- _Objective 1_: Decide whether each statement agrees with the article on goal-line technology, answering yes or no and quoting the words of the article that settle it: (a) Mark Lawrenson spoke moments after Frank Lampard's shot crossed the line without a goal being given. (b) Richard Scudamore wants goal-line decision making in place by the 2010-11 season. (c) Roy Hodgson's caution is typical of views in English football.
- _Objective 2_: Reproduce word for word the passage of the article on goal-line technology from "It slipped under" to "in English football.".

- _Extract provided_:
====

16 June ~ "Thank you Sepp Blatter," said Mark Lawrenson moments after Frank Lampard's shot crossed the line without a goal being given at last summer's World Cup. "I hope he's here and squirming in his seat." As the head of an organisation that plumbed new depths of farce during its presidential election two weeks ago, there are many reasons why Blatter should be squirming. His caution regarding the adoption of goal-line technology, however, is not one of them. Yet Blatter is not completely alone.
It slipped under the football news radar, but earlier this month Roy Hodgson revealed in an interview that he thought goal-line technology would "sanitise" football. "Albeit that we are looking for perfection," he said, "we must remember that football is not a science, it is a game." But his voice of caution is very much the exception rather than the rule in English football.
The implementation of goal-line technology is presented by the majority of the British media as some kind of cure-all for the game's ills, an opinion Richard Scudamore appears to share. The Premier League's chief executive wants some form of goal-line decision making in place by the 2012-13 season and recently described its absence as an "embarrassment to us as football administrators". To the most powerful man in English football, the game's biggest problem is not managers who cannot behave with dignity when they lose, career-threatening tackles or unaffordable tickets. No, the scourge of football is that tiny, almost insignificant number of occasions when the officials can't be sure if the whole of the ball has crossed the line.

====

- _Dataset excerpts_:
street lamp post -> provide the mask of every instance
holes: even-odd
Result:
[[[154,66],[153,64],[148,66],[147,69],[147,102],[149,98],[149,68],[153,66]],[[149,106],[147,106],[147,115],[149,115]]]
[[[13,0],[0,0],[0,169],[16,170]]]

====

- _Response 1_:
(a) Yes: "said Mark Lawrenson moments after Frank Lampard's shot crossed the line without a goal being given"
(b) No: "wants some form of goal-line decision making in place by the 2012-13 season"
(c) No: "his voice of caution is very much the exception rather than the rule in English football"

- _Response 2_:
It slipped under the football news radar, but earlier this month Roy Hodgson revealed in an interview that he thought goal-line technology would "sanitise" football. "Albeit that we are looking for perfection," he said, "we must remember that football is not a science, it is a game." But his voice of caution is very much the exception rather than the rule in English football.